RECORDED INFORMATION section start

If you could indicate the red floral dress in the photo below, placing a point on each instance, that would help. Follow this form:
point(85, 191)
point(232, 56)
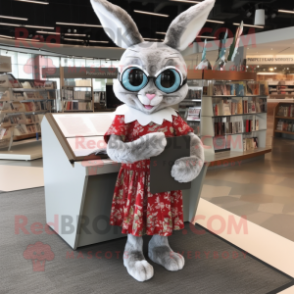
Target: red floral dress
point(133, 207)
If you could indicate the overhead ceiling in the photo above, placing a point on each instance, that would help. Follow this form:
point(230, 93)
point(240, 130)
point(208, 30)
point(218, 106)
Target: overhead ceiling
point(80, 11)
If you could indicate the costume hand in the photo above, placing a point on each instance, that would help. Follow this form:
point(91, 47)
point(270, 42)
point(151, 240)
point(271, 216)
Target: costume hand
point(186, 169)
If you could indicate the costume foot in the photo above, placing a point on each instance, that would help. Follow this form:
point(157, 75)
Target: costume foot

RECORDED INFORMATION section end

* _WHAT YOU ARE ASKED TO DO_:
The lines from the one containing "point(270, 42)" through the end of the data are to be copied exactly, the first and last of them included.

* _REPLY TO THE EXERCISE_:
point(270, 42)
point(151, 240)
point(271, 216)
Target: costume hand
point(186, 169)
If you could indicate the costume foot in the photo above, placing a point on each instance, that would help. Follow this form:
point(157, 75)
Target: costume foot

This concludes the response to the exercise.